Exercise description:
Could you update the rows below by changing each "sample" to "example" and keeping everything else the same?
===== Task data
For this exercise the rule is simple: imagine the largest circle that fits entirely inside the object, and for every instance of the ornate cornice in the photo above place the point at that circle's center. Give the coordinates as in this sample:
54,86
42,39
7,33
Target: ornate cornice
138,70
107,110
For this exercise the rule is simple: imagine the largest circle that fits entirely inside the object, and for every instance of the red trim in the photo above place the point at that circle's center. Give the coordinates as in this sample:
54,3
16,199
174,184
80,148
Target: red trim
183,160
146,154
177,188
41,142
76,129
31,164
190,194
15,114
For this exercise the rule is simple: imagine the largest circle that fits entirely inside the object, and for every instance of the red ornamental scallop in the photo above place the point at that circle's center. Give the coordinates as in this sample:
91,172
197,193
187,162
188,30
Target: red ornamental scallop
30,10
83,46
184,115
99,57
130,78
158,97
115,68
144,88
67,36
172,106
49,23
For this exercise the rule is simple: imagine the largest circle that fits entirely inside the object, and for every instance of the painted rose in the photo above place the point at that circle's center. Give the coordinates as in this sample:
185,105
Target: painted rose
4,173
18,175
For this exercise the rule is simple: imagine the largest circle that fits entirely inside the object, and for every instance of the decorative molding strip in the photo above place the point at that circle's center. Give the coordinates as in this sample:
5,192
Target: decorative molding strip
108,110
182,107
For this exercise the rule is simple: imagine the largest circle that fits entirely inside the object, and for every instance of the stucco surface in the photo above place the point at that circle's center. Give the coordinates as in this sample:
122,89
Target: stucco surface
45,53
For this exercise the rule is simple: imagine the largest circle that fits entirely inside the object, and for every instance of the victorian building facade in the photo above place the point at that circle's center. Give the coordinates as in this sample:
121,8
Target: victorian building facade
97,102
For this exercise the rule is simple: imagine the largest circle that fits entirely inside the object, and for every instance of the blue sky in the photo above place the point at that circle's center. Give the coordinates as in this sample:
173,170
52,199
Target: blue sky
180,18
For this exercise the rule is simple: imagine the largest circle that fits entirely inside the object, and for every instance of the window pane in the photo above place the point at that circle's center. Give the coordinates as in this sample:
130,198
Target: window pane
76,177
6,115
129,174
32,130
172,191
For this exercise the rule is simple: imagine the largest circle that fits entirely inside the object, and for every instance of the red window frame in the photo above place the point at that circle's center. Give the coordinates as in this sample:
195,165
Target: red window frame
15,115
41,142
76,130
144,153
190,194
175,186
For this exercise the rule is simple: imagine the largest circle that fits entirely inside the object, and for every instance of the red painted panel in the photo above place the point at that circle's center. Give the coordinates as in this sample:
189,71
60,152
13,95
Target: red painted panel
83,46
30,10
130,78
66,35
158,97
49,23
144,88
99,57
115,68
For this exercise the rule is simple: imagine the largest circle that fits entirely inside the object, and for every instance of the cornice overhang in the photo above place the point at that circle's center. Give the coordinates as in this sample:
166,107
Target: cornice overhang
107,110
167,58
==========
Output of the task:
For this exercise the rule is simple: imagine the largest circle that fits entirely inside the object, and for every instance of the ornate cornice in the photo above place the point at that circle's center. Give the coordinates as in this example:
54,86
42,39
7,33
Target: ornate cornice
138,70
107,110
For this exercise the rule is simple: imagine the largest circle that fits entirely inside the object, and for every instance of the red trim in the photo above place the point at that circle's center. Give the coordinates as in this example:
54,3
16,199
174,184
80,148
Target: red trim
183,160
146,154
177,188
41,142
76,129
31,164
190,194
15,114
For this exercise the rule is simple: imagine the largest circle that fits entirely inside the object, and for every instance of the red ornamental scallop in the photo above place the point at that circle's center. Give the coordinates as in this example:
91,172
197,193
187,162
188,30
Target: red ornamental scallop
30,10
83,46
184,115
99,57
130,78
158,97
115,68
144,88
67,36
172,106
49,23
For this exercise the rule is simple: imagine the largest circle that fits entirely inside the object, and for every instance of the painted rose in the photo above place the point at that circle's center. Give the coordinates as in this example:
185,105
Target: painted rose
4,173
18,175
For this exercise the rule is simple: imagine the largest circle that fits entirely inside the object, and for every instance of the decorative molding strip in the photo above place the point at that circle's center. Give the coordinates as in this example:
5,192
Target: decorative molding strip
108,110
182,107
For this exercise the rule is simple: imagine the largest circle that fits entirely inside the object, and for every instance of the stucco surface in the photo above place the point at that circle's center. Give the coordinates as in this example:
122,89
Target: stucco surface
45,53
For this exercise the rule is simple: imagine the largest circle that fits entirely inside the object, and for every instance of the victorian building facade in the photo above place the point at that circle's center. Give the coordinates as in this example:
121,8
Target: victorian building facade
97,102
For this exercise the rule is simple: imagine the largest circle that fits entirely inside the object, and for every instance of the blue sky in the photo above place the point at that circle's center. Give the coordinates as in this example:
173,170
52,199
Target: blue sky
180,18
For this exercise the rule is simple: imagine the largest circle that fits entirely inside the object, and for every instance of the window pane in the photo above place the point at that circle's center. Give the coordinates as in this example:
130,198
Target: window pane
76,177
6,115
129,174
32,130
172,191
For this exercise the rule is simple: imagine the largest circle that fits entirely inside the object, and for every instance of the red window frame in the photo above place the point at that circle's center. Give the coordinates as in this example:
195,165
Target: red window frame
15,115
41,142
76,130
144,153
190,194
175,186
For this exercise the rule is simple: imagine the largest circle that fits entirely inside the object, and for every instance of the red painted panel in the photo above place the point at that circle's center. Give the coordinates as in this example:
189,71
60,152
13,95
Target: red painted panel
83,46
30,10
130,78
66,35
158,97
49,23
144,88
99,57
115,68
For this exercise the rule is simple: imagine the largest circle that fits entirely inside the object, and for every instance of the cornice overhang in the photo above place the point at that circle's center. Give the coordinates as in this example:
166,107
Target: cornice overhang
107,110
167,58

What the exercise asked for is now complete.